• Trecho fornecido:
========================
Folha de S. Paulo


Qual o melhor antídoto contra crises bancárias?

Comugnero Silvana/Fotolia
Notas de Real
Notas de Real

Caso o estimado leitor queira montar um negócio e lhe falte poupança para dar a largada, há duas maneiras de levantar os recursos faltantes:

1) Você chega para um grupo de pessoas e diz: "Oi, pessoal, vamos nos juntar? Cada um põe uma grana e montamos uma sociedade para produzir... lapiseiras! Se der lucro, repartimos; se não, todos perdemos um pouco do nosso capital".

2) Você emite um título com promessa de repagar no futuro em troca de dinheiro vivo hoje, e se compromete a repagar o principal com juros daqui a um certo tempo independentemente da sua condição lá na frente —nesse modelo você não tem mais sócios, mas, sim, credores.

Qual a diferença concreta entre essas alternativas?

Dividendos só são pagos se há lucro. Mas, se você não paga uma dívida, o credor vem atrás de você e dos seus ativos —aliás, essa é a natureza de um contrato de dívida: você tem que repagar qualquer que seja a contingência. Por isso, financiar-se com capital ajuda em momentos ruins: você não precisa desembolsar nada em tempos de vacas magras, o que ajuda na absorção de choques. Já a vantagem da dívida é que, em tempos bons, você não precisa compartilhar a fartura com os outros: o juro da dívida é fixo, não cresce só quando seu negócio vai melhor - em bom português: a vaca gorda fica todinha para você.
========================
• Instruções: De acordo com o trecho sobre crises bancárias, em que circunstância os dividendos são pagos? As entradas provêm de uma fonte distinta da do trecho.

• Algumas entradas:
========================
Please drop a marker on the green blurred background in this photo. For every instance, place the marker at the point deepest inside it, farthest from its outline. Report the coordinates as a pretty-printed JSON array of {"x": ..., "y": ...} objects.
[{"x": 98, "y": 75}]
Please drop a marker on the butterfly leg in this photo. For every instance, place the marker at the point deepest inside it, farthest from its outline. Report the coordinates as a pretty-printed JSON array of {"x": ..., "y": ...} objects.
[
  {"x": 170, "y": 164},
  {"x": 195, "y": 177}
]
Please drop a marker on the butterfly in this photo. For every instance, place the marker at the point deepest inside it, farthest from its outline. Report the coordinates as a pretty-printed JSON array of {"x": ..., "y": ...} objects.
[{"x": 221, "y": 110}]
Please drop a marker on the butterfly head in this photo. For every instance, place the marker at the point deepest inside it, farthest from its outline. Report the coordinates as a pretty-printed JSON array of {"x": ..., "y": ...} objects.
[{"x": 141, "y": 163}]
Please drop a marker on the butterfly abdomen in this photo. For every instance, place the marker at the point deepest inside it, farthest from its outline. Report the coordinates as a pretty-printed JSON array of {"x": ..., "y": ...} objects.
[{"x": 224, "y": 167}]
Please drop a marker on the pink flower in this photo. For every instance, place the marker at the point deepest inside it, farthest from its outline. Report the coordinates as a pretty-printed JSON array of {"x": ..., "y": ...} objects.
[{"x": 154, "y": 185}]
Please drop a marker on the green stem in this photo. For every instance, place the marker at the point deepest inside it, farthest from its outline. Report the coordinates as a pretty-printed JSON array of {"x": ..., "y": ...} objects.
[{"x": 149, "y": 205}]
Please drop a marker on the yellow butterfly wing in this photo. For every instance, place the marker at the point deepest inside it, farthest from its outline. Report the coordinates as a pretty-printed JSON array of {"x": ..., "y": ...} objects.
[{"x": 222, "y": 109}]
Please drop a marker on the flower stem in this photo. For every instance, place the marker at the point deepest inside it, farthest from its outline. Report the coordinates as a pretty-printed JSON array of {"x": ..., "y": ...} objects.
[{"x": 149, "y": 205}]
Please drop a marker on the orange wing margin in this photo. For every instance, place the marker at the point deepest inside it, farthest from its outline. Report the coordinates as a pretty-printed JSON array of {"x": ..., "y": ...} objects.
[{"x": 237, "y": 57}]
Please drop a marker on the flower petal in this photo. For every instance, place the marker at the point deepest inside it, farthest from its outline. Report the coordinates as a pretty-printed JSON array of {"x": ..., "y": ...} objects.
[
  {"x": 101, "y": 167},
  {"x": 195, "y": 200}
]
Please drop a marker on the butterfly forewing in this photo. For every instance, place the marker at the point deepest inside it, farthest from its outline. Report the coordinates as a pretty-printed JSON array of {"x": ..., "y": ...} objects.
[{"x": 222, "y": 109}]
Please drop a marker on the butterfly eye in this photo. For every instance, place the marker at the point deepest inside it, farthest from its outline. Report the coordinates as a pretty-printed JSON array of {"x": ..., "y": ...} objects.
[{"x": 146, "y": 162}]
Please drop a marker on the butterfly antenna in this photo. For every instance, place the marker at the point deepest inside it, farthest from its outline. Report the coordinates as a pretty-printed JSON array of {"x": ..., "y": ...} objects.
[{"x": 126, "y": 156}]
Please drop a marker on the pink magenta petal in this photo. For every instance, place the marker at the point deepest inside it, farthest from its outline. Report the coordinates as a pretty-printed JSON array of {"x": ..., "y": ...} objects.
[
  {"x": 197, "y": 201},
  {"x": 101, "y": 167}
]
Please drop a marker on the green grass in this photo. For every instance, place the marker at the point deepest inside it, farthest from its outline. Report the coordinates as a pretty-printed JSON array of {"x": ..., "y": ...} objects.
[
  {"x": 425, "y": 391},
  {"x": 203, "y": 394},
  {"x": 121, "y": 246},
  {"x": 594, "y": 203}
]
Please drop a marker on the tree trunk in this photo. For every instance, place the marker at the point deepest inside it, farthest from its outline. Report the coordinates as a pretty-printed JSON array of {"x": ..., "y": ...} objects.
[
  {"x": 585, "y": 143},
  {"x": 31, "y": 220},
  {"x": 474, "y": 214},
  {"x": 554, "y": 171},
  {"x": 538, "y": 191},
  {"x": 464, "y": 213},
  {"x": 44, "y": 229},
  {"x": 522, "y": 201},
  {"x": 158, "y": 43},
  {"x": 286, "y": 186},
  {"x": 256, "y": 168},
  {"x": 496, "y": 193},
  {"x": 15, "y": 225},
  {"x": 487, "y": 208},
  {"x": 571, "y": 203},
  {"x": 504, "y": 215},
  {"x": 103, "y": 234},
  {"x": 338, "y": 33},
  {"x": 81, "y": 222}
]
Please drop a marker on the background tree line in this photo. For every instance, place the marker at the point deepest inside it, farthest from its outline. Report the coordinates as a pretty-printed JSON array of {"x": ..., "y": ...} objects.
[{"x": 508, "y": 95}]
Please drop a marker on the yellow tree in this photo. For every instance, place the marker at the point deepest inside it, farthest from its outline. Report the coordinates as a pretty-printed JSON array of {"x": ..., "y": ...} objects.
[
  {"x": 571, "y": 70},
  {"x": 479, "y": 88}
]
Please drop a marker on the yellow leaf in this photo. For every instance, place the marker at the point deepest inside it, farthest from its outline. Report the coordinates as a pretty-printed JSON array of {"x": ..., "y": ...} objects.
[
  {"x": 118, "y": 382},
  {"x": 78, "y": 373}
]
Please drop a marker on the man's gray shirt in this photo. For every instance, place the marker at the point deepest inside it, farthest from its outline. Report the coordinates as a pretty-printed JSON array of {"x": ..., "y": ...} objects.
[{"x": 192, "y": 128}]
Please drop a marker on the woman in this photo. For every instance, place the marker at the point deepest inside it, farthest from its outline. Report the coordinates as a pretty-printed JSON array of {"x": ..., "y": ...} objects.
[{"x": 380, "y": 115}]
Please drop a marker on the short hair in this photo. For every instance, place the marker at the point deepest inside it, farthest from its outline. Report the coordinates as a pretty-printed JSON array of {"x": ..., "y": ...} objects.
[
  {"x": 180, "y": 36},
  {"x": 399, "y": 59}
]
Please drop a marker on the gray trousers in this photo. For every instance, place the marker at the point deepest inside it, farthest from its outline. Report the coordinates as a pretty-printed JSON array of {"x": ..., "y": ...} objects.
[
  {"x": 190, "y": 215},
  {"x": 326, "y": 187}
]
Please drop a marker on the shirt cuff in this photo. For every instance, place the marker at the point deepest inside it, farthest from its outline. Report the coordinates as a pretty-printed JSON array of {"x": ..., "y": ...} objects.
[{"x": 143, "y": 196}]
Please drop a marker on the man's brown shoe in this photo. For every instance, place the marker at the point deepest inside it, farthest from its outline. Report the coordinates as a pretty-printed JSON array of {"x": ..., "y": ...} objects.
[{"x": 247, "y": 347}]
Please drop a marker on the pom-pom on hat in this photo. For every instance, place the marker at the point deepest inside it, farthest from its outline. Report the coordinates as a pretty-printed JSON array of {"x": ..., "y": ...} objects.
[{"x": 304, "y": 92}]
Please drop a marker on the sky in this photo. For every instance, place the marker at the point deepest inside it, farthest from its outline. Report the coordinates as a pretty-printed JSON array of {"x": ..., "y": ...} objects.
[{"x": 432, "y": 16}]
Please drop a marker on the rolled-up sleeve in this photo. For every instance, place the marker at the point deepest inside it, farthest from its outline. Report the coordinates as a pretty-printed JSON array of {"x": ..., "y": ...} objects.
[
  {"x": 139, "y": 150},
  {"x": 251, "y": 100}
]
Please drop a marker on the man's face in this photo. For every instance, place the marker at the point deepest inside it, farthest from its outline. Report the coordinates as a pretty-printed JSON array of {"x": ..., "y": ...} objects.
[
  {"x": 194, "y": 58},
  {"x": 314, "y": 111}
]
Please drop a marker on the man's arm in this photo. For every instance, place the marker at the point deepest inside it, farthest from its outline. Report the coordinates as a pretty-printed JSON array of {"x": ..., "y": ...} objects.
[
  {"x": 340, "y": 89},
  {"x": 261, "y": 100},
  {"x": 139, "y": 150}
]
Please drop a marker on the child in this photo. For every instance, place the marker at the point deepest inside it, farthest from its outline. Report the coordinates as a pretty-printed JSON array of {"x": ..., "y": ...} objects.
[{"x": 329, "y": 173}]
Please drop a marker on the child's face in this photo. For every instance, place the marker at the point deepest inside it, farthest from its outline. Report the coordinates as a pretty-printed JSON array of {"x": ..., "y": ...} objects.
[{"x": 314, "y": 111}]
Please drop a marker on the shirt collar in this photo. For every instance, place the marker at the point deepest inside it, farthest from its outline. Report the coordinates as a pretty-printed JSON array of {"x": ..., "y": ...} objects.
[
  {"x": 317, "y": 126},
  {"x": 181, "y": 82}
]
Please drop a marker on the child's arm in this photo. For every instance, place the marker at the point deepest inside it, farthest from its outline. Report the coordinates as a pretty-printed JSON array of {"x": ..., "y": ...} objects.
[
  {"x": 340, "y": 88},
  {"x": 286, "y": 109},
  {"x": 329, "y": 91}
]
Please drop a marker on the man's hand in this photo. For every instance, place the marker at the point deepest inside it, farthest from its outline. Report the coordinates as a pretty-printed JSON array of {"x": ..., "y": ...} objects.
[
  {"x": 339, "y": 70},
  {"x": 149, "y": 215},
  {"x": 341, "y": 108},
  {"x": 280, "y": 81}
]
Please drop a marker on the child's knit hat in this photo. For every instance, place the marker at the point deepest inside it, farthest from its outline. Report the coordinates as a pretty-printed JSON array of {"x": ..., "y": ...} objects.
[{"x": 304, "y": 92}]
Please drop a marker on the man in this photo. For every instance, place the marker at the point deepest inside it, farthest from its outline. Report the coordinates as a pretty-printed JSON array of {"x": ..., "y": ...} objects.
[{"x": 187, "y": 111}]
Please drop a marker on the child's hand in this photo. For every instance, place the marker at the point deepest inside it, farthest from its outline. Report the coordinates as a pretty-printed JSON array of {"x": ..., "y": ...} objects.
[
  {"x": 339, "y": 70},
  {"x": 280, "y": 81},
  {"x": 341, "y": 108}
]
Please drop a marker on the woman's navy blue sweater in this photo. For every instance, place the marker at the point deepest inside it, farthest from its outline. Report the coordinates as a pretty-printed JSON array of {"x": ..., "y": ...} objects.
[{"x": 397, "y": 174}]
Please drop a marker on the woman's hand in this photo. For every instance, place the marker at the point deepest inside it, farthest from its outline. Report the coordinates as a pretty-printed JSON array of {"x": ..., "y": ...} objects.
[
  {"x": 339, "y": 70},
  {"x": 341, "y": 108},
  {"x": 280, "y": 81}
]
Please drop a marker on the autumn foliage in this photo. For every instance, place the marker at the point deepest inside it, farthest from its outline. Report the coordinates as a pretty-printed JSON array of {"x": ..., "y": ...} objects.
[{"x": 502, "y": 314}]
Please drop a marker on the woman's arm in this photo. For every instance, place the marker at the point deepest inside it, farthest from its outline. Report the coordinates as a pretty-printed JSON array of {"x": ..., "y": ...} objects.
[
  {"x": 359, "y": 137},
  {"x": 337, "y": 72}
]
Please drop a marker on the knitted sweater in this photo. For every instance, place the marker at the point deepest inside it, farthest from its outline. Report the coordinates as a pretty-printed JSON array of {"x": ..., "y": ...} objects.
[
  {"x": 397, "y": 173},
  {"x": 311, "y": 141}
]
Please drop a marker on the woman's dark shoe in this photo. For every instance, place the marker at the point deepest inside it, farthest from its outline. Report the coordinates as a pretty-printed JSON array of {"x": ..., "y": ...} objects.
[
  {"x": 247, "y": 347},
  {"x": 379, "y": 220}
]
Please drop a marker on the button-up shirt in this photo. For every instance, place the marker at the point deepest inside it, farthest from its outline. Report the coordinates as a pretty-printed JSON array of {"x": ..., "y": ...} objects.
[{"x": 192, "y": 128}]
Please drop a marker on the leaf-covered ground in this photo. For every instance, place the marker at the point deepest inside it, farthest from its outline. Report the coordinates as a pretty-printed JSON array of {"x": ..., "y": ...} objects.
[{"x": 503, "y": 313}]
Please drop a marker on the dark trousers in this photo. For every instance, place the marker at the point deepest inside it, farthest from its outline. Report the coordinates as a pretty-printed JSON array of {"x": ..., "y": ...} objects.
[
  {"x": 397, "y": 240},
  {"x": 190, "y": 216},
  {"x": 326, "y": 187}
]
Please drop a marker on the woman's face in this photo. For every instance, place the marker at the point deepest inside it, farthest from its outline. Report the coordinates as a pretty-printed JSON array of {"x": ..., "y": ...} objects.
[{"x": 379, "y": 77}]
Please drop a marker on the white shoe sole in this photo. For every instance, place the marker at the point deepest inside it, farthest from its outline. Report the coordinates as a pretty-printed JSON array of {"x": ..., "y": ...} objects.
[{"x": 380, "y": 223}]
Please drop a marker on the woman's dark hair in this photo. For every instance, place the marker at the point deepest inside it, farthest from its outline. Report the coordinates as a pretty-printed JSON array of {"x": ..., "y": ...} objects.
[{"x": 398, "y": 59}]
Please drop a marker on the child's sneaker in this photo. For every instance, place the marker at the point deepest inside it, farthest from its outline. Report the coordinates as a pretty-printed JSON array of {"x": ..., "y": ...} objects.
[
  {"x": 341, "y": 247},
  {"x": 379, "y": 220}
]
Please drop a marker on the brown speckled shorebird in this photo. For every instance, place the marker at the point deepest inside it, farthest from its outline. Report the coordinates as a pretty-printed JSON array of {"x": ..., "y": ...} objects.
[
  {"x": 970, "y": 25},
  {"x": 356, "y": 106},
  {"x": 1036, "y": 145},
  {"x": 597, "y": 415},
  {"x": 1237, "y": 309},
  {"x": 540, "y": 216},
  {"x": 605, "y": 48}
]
========================
• Resposta escrita: Somente quando há lucro.